ASSIGNED TASK A
In the Northern Rail article below, rewrite the part from "Passengers have been" to "services as promised.", switching "Sunday services" to "weekend services".
ASSIGNED TASK B
Summarize the Northern Rail article below in two sentences.

CALLS for Northern Rail to be stripped of its franchise have been made by the Greater Manchester Mayor after a series of failures and broken promises, but "change could result in significant disruption" according to the Department for Transport.

Andy Burnham has said "enough is enough" to Northern, calling on the Transport Secretary Chris Grayling to have its franchise terminated, in response to months of disastrous performance and ever-diminishing public confidence.

The Department for Transport has however thrown its weight behind Northern Rail in response, saying department chiefs "see no reason at this stage to consider making changes".

The Mayor of Greater Manchester was joined by Liverpool City Region Mayor Steve Rotheram in today's demands for Northern Rail to be ousted.

Just over the last year, almost a fifth of all services arrived late, there were 28,000 cancellations and a surge by more than 2,000 in the number of "shortformed" trains - trains which arrive with carriages missing - the mayors say that time has finally run out, 12 months after Northern's rail timetable collapse.

Passengers have been equally as critical of the cancelled, overcrowded and outdated trains, dubbing the operator "Northern Fail" instead.

Complaints were also launched by the mayors about the 46 days of Northern strike action which affected passengers after the RMT industrial dispute, along with the operator's failure to operate Sunday services, introduce new trains and deliver new services as promised.

The mayors are demanding that the Department for Transport bring in a new board with a team of directors to take over as soon as possible, six years before the franchise was due to end.

The pair say the department has a legal duty to ensure continuity of passenger services, asking that it provides resources to solve some of the problems, such as the introduction of new rolling stocks to replace "hated Pacer trains".

Mr Burnham said: “We have been extremely patient with Northern but enough is enough. They promised us that things would be significantly better by May 2019 and that hasn’t happened. Train services across Greater Manchester and the North West remain unreliable and over-crowded. Sunday services are still subject to widespread cancellation and promises of new rolling stock have not been kept.

“The people of Greater Manchester deserve much better than this. That’s why, together with the Mayor of Liverpool City Region, I am calling on the Transport Secretary to strip Arriva Rail North of this franchise and stabilise the franchise under the control of the Government. It is only through taking this action that we can restore the trust of the public and deliver a rail network that finally works for its passengers."

RECORDS
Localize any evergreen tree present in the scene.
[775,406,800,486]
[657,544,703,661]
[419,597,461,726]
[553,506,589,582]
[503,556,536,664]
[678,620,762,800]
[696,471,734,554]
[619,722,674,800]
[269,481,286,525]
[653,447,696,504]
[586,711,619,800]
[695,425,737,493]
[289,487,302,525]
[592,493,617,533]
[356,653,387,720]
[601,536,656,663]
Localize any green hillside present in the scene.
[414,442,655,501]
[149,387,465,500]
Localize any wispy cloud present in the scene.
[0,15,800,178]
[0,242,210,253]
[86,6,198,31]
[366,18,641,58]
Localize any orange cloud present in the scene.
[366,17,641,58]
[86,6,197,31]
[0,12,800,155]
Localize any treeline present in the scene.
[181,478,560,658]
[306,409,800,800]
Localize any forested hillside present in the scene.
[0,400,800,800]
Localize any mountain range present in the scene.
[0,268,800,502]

EXPECTED ANSWER A
Passengers have been equally as critical of the cancelled, overcrowded and outdated trains, dubbing the operator "Northern Fail" instead.

Complaints were also launched by the mayors about the 46 days of Northern strike action which affected passengers after the RMT industrial dispute, along with the operator's failure to operate weekend services, introduce new trains and deliver new services as promised.

EXPECTED ANSWER B
Greater Manchester Mayor Andy Burnham, joined by Liverpool City Region Mayor Steve Rotheram, has called on the Transport Secretary to strip Northern of its franchise after a year of late trains, cancellations, strike action and broken promises. The Department for Transport has backed Northern, saying it sees no reason at this stage to consider changes and that change could result in significant disruption.